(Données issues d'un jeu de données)

· · · · · · ·

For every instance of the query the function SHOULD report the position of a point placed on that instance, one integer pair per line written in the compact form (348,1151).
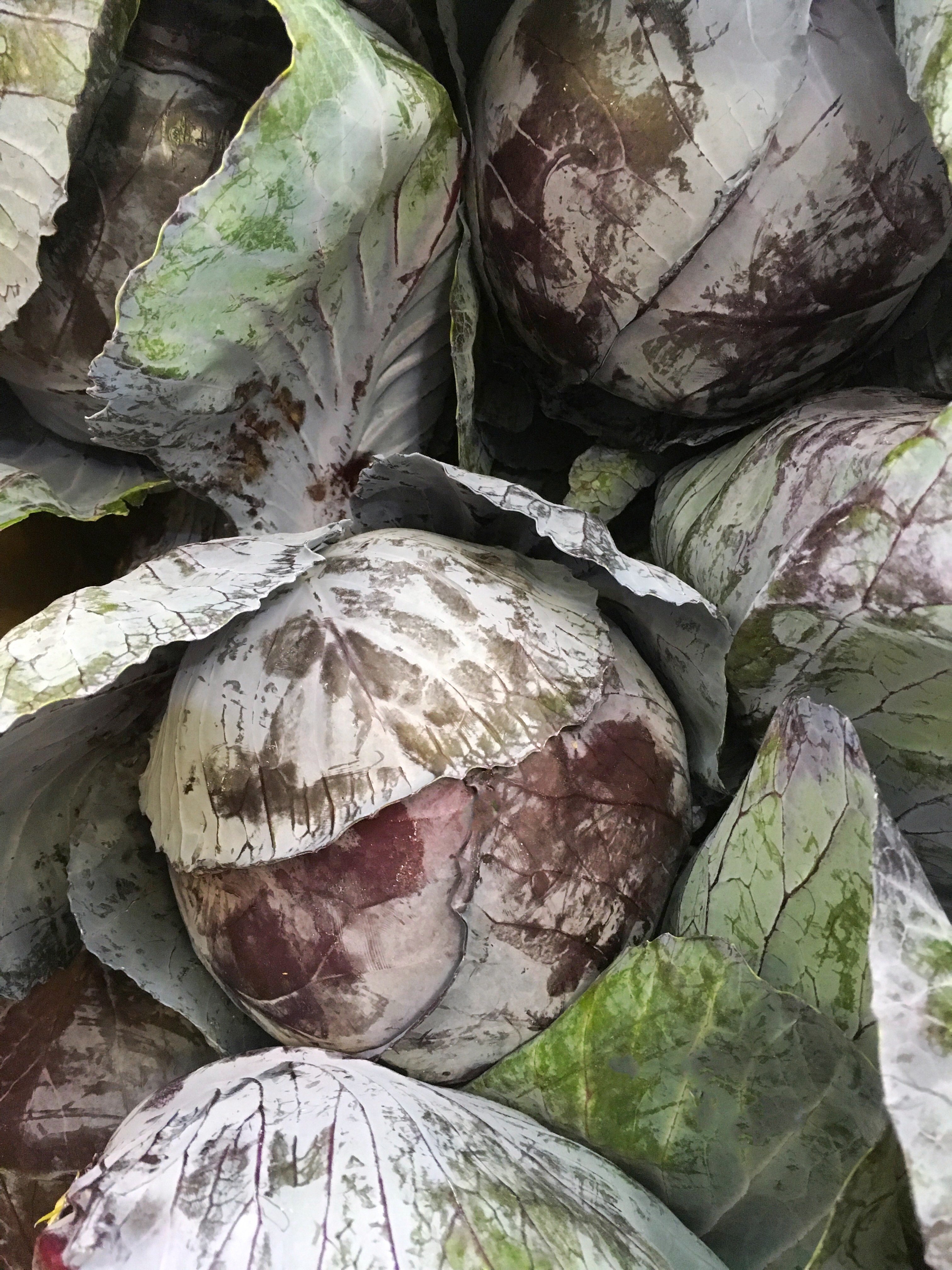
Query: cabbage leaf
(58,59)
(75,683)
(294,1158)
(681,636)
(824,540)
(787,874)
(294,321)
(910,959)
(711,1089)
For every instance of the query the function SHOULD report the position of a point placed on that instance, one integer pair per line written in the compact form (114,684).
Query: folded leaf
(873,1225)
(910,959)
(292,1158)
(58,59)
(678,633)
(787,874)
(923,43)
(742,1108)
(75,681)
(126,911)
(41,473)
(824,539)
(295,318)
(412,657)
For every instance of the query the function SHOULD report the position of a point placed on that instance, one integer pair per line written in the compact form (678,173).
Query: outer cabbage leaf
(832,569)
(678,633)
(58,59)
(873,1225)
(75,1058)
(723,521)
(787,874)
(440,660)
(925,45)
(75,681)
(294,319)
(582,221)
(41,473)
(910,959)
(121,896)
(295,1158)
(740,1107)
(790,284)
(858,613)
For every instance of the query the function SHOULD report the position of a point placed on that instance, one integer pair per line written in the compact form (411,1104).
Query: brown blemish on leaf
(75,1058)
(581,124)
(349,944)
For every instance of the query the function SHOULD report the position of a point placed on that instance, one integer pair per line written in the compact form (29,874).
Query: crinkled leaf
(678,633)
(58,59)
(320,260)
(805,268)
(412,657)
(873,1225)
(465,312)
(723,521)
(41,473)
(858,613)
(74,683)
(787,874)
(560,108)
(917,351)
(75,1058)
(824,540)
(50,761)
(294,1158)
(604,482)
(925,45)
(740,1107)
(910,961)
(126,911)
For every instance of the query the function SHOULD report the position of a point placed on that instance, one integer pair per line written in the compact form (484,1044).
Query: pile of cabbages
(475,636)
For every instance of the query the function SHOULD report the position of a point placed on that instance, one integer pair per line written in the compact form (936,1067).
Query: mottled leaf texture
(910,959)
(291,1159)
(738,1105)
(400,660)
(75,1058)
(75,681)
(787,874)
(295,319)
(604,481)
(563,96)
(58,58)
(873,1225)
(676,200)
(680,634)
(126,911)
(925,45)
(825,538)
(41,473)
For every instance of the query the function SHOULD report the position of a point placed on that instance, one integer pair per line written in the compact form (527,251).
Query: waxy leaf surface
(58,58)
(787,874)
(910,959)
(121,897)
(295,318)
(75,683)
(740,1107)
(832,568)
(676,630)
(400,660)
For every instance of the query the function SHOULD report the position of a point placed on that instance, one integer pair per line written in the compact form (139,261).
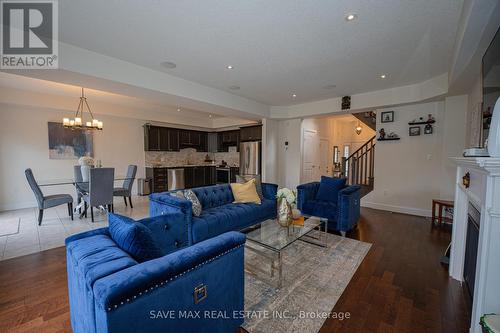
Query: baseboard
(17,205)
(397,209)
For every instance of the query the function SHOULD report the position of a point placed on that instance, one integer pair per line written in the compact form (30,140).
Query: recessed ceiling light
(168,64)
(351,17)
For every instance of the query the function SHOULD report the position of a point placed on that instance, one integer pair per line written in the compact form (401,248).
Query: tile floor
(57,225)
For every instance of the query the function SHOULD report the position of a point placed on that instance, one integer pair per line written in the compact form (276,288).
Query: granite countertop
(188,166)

· · · · · · ·

EXERCICE:
Pouvez-vous convertir toutes les lignes des données ci-dessus en une liste numérotée, sans les lignes vides et sans les images ?

RÉPONSE ATTENDUE:
1. For every instance of the query the function SHOULD report the position of a point placed on that instance, one integer pair per line written in the compact form (348,1151).
2. Query: cabbage leaf
3. (58,59)
4. (75,683)
5. (294,1158)
6. (681,636)
7. (824,540)
8. (787,874)
9. (294,321)
10. (910,959)
11. (711,1089)
12. For every instance of the query the function SHOULD report the position of a point placed on that instance, one integer pair per line written in the compact form (114,684).
13. Query: folded leaf
14. (873,1225)
15. (910,959)
16. (292,1158)
17. (58,59)
18. (678,633)
19. (787,874)
20. (923,43)
21. (742,1108)
22. (75,681)
23. (126,911)
24. (41,473)
25. (824,539)
26. (295,318)
27. (412,657)
28. For every instance of the query the function SHOULD report the position of a point placed on that instance, one integer pair per line written in the compact form (678,173).
29. Query: outer cabbage leaf
30. (832,569)
31. (678,633)
32. (58,59)
33. (873,1225)
34. (75,1058)
35. (723,521)
36. (787,874)
37. (440,660)
38. (925,45)
39. (75,681)
40. (294,319)
41. (582,221)
42. (41,473)
43. (910,959)
44. (121,896)
45. (295,1158)
46. (740,1107)
47. (790,284)
48. (858,613)
49. For every instance of the query the function SHOULD report the position of a point placed on that instance, one integer pair per line written in the compact form (411,1104).
50. Query: brown blemish on leaf
51. (75,1058)
52. (581,124)
53. (349,944)
54. For every instance of the query the function SHOULD report the position of a point placed on that instance, one integer pair per line written in the compact form (29,874).
55. Query: crinkled leaf
56. (678,633)
57. (58,59)
58. (320,260)
59. (805,268)
60. (412,657)
61. (873,1225)
62. (465,312)
63. (723,521)
64. (41,473)
65. (858,613)
66. (74,683)
67. (787,874)
68. (560,108)
69. (917,351)
70. (75,1058)
71. (824,540)
72. (50,761)
73. (294,1158)
74. (604,482)
75. (925,45)
76. (740,1107)
77. (910,961)
78. (126,911)
79. For every instance of the query the function SHOULD report the position of a point placed on that instance, one integer pair per line written in the compact form (484,1044).
80. Query: pile of cabbages
81. (475,636)
82. For every instance of the query the function SHOULD report the position of a point placed on that instance, one integer pair per line written in the compact form (936,1067).
83. Query: mottled leaf texture
84. (910,959)
85. (291,1159)
86. (738,1105)
87. (400,660)
88. (75,1058)
89. (75,681)
90. (787,874)
91. (295,319)
92. (604,481)
93. (563,96)
94. (58,58)
95. (873,1225)
96. (676,200)
97. (680,634)
98. (126,911)
99. (925,45)
100. (825,538)
101. (41,473)
102. For every instance of the query the function SHOULD report the position of a point placed on that instance, one integer pair per line written in the compact form (527,251).
103. Query: waxy leaf surface
104. (58,58)
105. (787,874)
106. (910,959)
107. (121,897)
108. (295,318)
109. (75,683)
110. (740,1107)
111. (832,568)
112. (676,630)
113. (400,660)
114. For every instance of the query the function SHOULD report the position of a point placed on that instance, one integer pair per line written in the compact form (139,261).
115. Query: baseboard
116. (17,205)
117. (397,209)
118. For every instance of the query the function SHOULD report the position of a point placed on that instance, one integer pair per line written in the compact form (30,140).
119. Query: recessed ceiling light
120. (168,64)
121. (351,17)
122. For every instance of the query the function SHOULD report the position of a point placed on that instance, one integer pair per line written in the compact form (401,248).
123. Query: tile floor
124. (57,225)
125. For every instance of the query the function SHOULD report the position of a point placed on that instance, one integer pair per line written in the compact form (276,288).
126. Query: granite countertop
127. (188,166)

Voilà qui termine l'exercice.